**What the task requires**
A faithful retyping of every entry below is wanted, with images left out.

**Records to process**
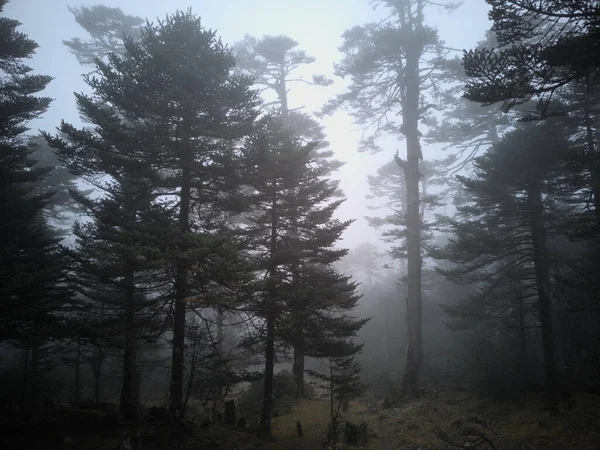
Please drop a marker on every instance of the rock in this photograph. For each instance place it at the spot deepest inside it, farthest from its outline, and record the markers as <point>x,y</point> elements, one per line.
<point>205,423</point>
<point>240,422</point>
<point>131,441</point>
<point>157,414</point>
<point>85,405</point>
<point>356,434</point>
<point>345,405</point>
<point>413,426</point>
<point>229,418</point>
<point>363,433</point>
<point>387,403</point>
<point>478,421</point>
<point>351,433</point>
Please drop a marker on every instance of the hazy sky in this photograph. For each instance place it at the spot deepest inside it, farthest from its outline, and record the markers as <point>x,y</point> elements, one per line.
<point>316,24</point>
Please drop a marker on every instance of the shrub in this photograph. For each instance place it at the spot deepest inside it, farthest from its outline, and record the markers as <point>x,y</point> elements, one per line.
<point>284,393</point>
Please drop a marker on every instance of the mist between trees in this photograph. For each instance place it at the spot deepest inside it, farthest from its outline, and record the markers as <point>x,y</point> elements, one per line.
<point>183,244</point>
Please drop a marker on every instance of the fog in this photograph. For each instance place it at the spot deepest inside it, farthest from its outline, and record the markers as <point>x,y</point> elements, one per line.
<point>327,224</point>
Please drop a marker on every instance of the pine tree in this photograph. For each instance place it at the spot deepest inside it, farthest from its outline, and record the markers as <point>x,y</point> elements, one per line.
<point>343,382</point>
<point>547,44</point>
<point>32,267</point>
<point>273,62</point>
<point>392,64</point>
<point>167,115</point>
<point>502,233</point>
<point>108,29</point>
<point>294,231</point>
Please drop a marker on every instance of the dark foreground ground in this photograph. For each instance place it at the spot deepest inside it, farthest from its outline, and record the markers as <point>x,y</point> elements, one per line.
<point>455,416</point>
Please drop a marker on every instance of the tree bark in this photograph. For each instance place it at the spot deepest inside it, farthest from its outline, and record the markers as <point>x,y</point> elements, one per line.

**Written answer**
Please drop a marker on every instance of the rock in this photograph. For each instance place it at the spot deepest inside it, farthest from its outline, and record the markers as <point>x,y</point> elements, one per line.
<point>205,423</point>
<point>240,422</point>
<point>131,441</point>
<point>157,414</point>
<point>85,405</point>
<point>356,434</point>
<point>345,405</point>
<point>413,426</point>
<point>229,418</point>
<point>363,433</point>
<point>387,403</point>
<point>478,421</point>
<point>351,433</point>
Please drop a marker on every instance of the hazy sky in this photograph. For each instance place it at the spot deepest inside it, farthest from its outline, and record the markers as <point>x,y</point> elements, one per line.
<point>316,24</point>
Please drop a marker on every instance of the shrub in this photograph. For each instance place it at the spot deepest inside it, farthest from its outline, and record the markers as <point>x,y</point> elements, one per line.
<point>284,393</point>
Please drop a marker on every instance of the mist between trees in this photograph. For each instance place it at the spot deepest inside it, farthest from its outline, and record the markers as <point>x,y</point> elements, one per line.
<point>183,244</point>
Please drop a marker on every instance of the fog in this photograph. For each instance place it at the spot deepest inside it, farthest from its outline, and record the markers as <point>x,y</point> elements, one per line.
<point>327,224</point>
Please drop a marker on every instance of the pine tree in this photograph. For each instance place it at the spot deepest inside it, farthest from its outline, and record the markers as <point>x,y</point> elements, one per line.
<point>343,382</point>
<point>547,44</point>
<point>32,267</point>
<point>273,62</point>
<point>392,64</point>
<point>167,115</point>
<point>502,233</point>
<point>108,29</point>
<point>294,231</point>
Please drop a marker on every instance of the dark foreground ground in this photograph. For each instance place it at the spot deepest inside it, farthest from its outline, and record the markers as <point>x,y</point> elements, one per line.
<point>455,416</point>
Please drop a marker on every instance of the tree bark in this photograph. For each instance place it at the spot deepest inside it, farthest from its outline, and record the markers as <point>x,y</point> elements, one per line.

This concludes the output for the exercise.